**DATA TO USE:**

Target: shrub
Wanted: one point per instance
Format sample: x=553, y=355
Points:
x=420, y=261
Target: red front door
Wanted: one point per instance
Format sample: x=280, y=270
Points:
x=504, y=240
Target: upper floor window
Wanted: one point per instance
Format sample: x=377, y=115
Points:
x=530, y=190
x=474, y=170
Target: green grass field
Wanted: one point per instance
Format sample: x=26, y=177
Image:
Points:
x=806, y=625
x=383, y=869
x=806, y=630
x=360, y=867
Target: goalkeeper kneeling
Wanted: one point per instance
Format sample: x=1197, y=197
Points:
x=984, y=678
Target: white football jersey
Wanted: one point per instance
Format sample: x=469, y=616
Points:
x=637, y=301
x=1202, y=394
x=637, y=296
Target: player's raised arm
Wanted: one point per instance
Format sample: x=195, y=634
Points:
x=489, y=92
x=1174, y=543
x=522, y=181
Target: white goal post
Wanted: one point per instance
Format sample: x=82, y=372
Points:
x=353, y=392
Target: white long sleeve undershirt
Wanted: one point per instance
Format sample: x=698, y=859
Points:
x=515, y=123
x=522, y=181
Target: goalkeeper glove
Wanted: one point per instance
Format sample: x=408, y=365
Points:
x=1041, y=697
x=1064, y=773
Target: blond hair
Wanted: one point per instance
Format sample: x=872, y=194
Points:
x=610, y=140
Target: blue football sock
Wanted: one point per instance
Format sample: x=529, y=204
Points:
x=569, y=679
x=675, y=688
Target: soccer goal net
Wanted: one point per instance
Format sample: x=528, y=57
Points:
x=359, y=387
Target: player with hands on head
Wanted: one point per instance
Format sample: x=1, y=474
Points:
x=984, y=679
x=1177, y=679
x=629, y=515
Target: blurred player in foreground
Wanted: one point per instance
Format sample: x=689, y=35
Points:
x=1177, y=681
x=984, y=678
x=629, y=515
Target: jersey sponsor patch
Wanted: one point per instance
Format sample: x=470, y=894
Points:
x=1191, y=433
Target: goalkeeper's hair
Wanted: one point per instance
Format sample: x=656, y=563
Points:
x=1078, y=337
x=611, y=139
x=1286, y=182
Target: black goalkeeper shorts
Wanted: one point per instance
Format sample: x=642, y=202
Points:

**SHORT EXERCISE:** Arrange every line of the entries above as a numbered list, leaving out blank lines.

**OUTPUT OF THE EXERCISE:**
1. Target: shrub
2. Wanted: one point per instance
3. Format sample: x=553, y=355
4. Points:
5. x=420, y=261
6. Target: red front door
7. Wanted: one point per instance
8. Format sample: x=280, y=270
9. Points:
10. x=504, y=240
11. Target: upper floor window
12. Wanted: one point per instance
13. Format sample: x=377, y=115
14. Points:
15. x=530, y=190
16. x=474, y=170
17. Target: green grass field
18. Wanted: one point per instance
19. Format sample: x=26, y=177
20. Image:
21. Points:
22. x=806, y=625
23. x=383, y=869
24. x=806, y=630
25. x=360, y=867
26. Target: goalkeeper kneeling
27. Wanted: one point per instance
28. Format sample: x=1197, y=197
29. Points:
30. x=984, y=678
31. Target: white football jersey
32. Wanted: one point per instance
33. Format sample: x=469, y=616
34. Points:
35. x=637, y=301
36. x=1202, y=394
37. x=637, y=296
38. Target: player's raised arm
39. Wanted: one point per instance
40. Format sample: x=195, y=634
41. Points:
42. x=489, y=92
43. x=1174, y=543
44. x=522, y=181
45. Target: white goal post
46. Wanted: one point per instance
47. Format sample: x=82, y=372
48. Points:
49. x=353, y=392
50. Target: white long sleeve undershirt
51. Wanted: one point per instance
52. Format sample: x=698, y=859
53. Points:
54. x=515, y=123
55. x=522, y=181
56. Target: goalkeeper glove
57. Wanted: one point per instance
58. Format sample: x=408, y=365
59. Points:
60. x=1041, y=697
61. x=1064, y=773
62. Target: blond hair
63. Wanted: one point per instance
64. Format sample: x=872, y=194
65. Points:
66. x=610, y=140
67. Target: blue football sock
68. Wanted: one point per instance
69. Format sample: x=529, y=204
70. Points:
71. x=569, y=679
72. x=675, y=688
73. Target: soccer goal net
74. Wanted: one point per instance
75. Format sample: x=528, y=57
76. Points:
77. x=359, y=387
78. Target: player with hands on head
79. Wanted: one point per instance
80. Format sample: x=1, y=474
81. Points:
82. x=984, y=679
83. x=1177, y=679
84. x=629, y=515
85. Target: blurred player in foreground
86. Wanted: one point per instance
87. Format sample: x=689, y=35
88. Points:
89. x=1177, y=681
90. x=984, y=678
91. x=629, y=515
92. Target: jersey sponsor patch
93. Wanted: one point per instance
94. Format sample: x=470, y=894
95. Points:
96. x=1191, y=433
97. Target: goalkeeper's hair
98. Wanted: one point per instance
99. Format sample: x=656, y=563
100. Points:
101. x=1078, y=337
102. x=611, y=139
103. x=1286, y=182
104. Target: black goalkeeper shorts
105. Wanted: one point per instance
106. Format sample: x=642, y=202
107. Points:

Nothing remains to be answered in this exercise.